Requirement = Copy out the full mailing-list reply on line-length conventions below, word for word and keeping every quote marker and line break.

2012/4/4 Filip Hanik Mailing Lists <devli...@hanik.com>:
>>
>> I know of two places where long lines cause problems:
>>
>> 1. Commit e-mails.
>>
>> Long lines are wrapped and it impacts readability.
>>
>> 2. Side-by-side comparison in viewvc when you do "colored" comparison
>
> here I see a challenge, since so many of our commits, are not code commits, 
> but like a line wrap commit like this,
> this pollutes our diffs and why I'm not a big fan of changing it for changing 
> it.

I do not remember many line-wrap commits.
There are ending whitespace commits, because sometimes people forget
to run checkstyle and we would be nagged if someone does not fix the
code.


>> Therefore I would like to stick to the current convention of 80
>> chars.
>> It is not a hard convention (we do not enforce it through
>> checkstyle),
>> but something to follow.

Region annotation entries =

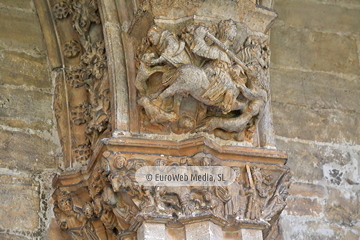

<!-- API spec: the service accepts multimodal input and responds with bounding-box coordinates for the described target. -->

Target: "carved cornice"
[53,139,290,239]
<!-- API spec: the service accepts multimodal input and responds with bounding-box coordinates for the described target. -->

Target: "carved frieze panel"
[53,140,290,239]
[50,0,111,168]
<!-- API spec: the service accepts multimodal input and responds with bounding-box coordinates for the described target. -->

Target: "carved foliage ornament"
[54,151,291,239]
[53,0,111,166]
[135,19,269,142]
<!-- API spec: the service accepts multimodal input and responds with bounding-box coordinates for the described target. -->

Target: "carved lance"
[206,32,248,71]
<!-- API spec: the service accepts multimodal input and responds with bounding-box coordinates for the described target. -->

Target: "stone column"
[185,221,223,240]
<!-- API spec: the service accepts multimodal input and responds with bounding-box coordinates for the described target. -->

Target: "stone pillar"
[185,221,223,240]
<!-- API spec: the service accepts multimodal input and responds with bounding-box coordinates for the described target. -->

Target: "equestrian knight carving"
[135,19,269,142]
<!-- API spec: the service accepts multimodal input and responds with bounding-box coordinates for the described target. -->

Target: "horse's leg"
[152,82,179,108]
[231,100,247,111]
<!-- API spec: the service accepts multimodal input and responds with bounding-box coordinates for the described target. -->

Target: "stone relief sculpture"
[135,19,269,144]
[49,0,290,240]
[53,0,110,167]
[54,151,290,239]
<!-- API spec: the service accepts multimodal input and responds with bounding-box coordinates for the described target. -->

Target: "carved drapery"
[44,0,290,239]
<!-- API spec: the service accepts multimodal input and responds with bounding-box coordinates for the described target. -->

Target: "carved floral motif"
[64,40,80,58]
[55,151,291,239]
[54,0,110,165]
[53,1,70,20]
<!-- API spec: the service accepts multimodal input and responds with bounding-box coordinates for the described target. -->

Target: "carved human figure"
[54,191,98,240]
[135,26,191,95]
[154,186,181,214]
[251,165,271,198]
[196,191,224,217]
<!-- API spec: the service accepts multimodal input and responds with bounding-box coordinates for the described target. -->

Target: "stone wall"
[0,0,60,240]
[271,0,360,240]
[0,0,360,240]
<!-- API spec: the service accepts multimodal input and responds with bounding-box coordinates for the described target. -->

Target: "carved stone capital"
[53,138,290,239]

Written answer =
2012/4/4 Filip Hanik Mailing Lists <devli...@hanik.com>:
>>
>> I know of two places where long lines cause problems:
>>
>> 1. Commit e-mails.
>>
>> Long lines are wrapped and it impacts readability.
>>
>> 2. Side-by-side comparison in viewvc when you do "colored" comparison
>
> here I see a challenge, since so many of our commits, are not code commits, 
> but like a line wrap commit like this,
> this pollutes our diffs and why I'm not a big fan of changing it for changing 
> it.

I do not remember many line-wrap commits.
There are ending whitespace commits, because sometimes people forget
to run checkstyle and we would be nagged if someone does not fix the
code.


>> Therefore I would like to stick to the current convention of 80
>> chars.
>> It is not a hard convention (we do not enforce it through
>> checkstyle),
>> but something to follow.